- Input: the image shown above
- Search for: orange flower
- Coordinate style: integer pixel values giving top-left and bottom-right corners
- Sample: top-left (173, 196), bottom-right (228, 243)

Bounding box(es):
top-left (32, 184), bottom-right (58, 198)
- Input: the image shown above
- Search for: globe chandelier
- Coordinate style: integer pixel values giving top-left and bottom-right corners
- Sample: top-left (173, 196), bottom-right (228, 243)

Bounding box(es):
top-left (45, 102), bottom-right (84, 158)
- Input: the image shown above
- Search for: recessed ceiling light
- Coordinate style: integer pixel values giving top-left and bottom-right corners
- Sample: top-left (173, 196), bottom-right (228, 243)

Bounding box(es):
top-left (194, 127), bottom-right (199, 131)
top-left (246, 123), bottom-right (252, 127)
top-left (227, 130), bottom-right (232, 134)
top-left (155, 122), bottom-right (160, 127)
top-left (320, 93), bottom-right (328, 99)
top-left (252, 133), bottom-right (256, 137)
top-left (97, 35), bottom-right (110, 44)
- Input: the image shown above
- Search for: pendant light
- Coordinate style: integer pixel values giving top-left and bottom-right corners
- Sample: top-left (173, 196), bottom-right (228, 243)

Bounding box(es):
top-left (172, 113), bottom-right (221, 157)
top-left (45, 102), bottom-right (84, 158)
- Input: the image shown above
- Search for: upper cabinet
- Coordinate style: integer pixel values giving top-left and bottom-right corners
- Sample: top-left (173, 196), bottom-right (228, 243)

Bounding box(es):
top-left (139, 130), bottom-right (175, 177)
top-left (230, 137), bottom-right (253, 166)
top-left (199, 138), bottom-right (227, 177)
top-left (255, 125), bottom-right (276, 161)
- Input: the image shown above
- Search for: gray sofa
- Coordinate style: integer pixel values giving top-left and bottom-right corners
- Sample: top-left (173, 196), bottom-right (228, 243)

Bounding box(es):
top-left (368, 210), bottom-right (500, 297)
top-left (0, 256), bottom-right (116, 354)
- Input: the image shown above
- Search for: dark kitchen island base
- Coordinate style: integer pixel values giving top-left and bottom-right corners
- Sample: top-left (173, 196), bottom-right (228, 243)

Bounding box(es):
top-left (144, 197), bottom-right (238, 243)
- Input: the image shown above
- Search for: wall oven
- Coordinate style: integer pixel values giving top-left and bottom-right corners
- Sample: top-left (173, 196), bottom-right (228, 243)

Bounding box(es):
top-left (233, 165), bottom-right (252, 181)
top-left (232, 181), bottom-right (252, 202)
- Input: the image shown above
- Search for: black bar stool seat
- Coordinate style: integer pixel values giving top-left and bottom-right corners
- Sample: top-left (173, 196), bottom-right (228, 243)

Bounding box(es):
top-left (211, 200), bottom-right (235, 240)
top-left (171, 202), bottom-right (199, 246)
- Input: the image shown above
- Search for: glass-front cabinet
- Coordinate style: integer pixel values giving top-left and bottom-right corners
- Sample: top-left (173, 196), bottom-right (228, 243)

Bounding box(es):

-- -- --

— Assignment —
From the first line to the last, copy the data exactly.

— Answer to this exercise —
- Input: the image shown above
- Search for: orange flower
- Coordinate style: integer pixel values giving top-left and bottom-right corners
- Sample: top-left (173, 196), bottom-right (228, 243)

Bounding box(es):
top-left (32, 184), bottom-right (58, 198)
- Input: the image shown above
- Search for: globe chandelier
- Coordinate style: integer pixel values giving top-left and bottom-right corners
- Sample: top-left (173, 196), bottom-right (228, 243)

Bounding box(es):
top-left (45, 102), bottom-right (84, 158)
- Input: the image shown above
- Search for: recessed ceiling light
- Coordinate style: integer pixel values giving top-left and bottom-right corners
- Sample: top-left (173, 196), bottom-right (228, 243)

Bounding box(es):
top-left (194, 127), bottom-right (199, 131)
top-left (246, 123), bottom-right (252, 127)
top-left (227, 130), bottom-right (232, 134)
top-left (155, 122), bottom-right (160, 127)
top-left (320, 93), bottom-right (328, 99)
top-left (252, 133), bottom-right (256, 137)
top-left (97, 35), bottom-right (110, 44)
- Input: the image shown above
- Search for: pendant light
- Coordinate style: integer pixel values giving top-left and bottom-right corners
- Sample: top-left (173, 196), bottom-right (228, 243)

Bounding box(es):
top-left (172, 113), bottom-right (221, 157)
top-left (45, 102), bottom-right (84, 158)
- Input: the image shown above
- Search for: upper cabinet
- Coordinate style: integer pixel values giving top-left and bottom-right corners
- Sample: top-left (173, 196), bottom-right (228, 243)

Bounding box(es):
top-left (139, 130), bottom-right (175, 177)
top-left (230, 137), bottom-right (253, 166)
top-left (199, 138), bottom-right (227, 177)
top-left (255, 125), bottom-right (276, 161)
- Input: the image shown above
- Search for: gray sofa
- Coordinate style: integer pixel values giving top-left and bottom-right corners
- Sample: top-left (173, 196), bottom-right (228, 243)

Bounding box(es):
top-left (368, 210), bottom-right (500, 297)
top-left (0, 256), bottom-right (116, 354)
- Input: the image shown above
- Search for: dark kitchen island base
- Coordinate style: integer pixel values giving top-left and bottom-right corners
- Sample: top-left (173, 196), bottom-right (228, 243)

Bounding box(es):
top-left (144, 197), bottom-right (238, 243)
- Input: the image shown above
- Search for: wall oven
- Coordinate style: integer pixel values giving top-left and bottom-right corners
- Sample: top-left (173, 196), bottom-right (228, 243)

Bounding box(es):
top-left (233, 165), bottom-right (252, 181)
top-left (232, 181), bottom-right (252, 202)
- Input: the image shown above
- Search for: black bar stool seat
- Coordinate style: integer pixel values giving top-left and bottom-right corners
- Sample: top-left (173, 196), bottom-right (228, 243)

Bounding box(es):
top-left (211, 200), bottom-right (235, 240)
top-left (171, 202), bottom-right (199, 246)
- Input: the image shown above
- Search for: glass-front cabinet
- Coordinate style: integer pixel values giving top-left and bottom-right corners
- Sample: top-left (173, 196), bottom-right (228, 243)

Bounding box(es):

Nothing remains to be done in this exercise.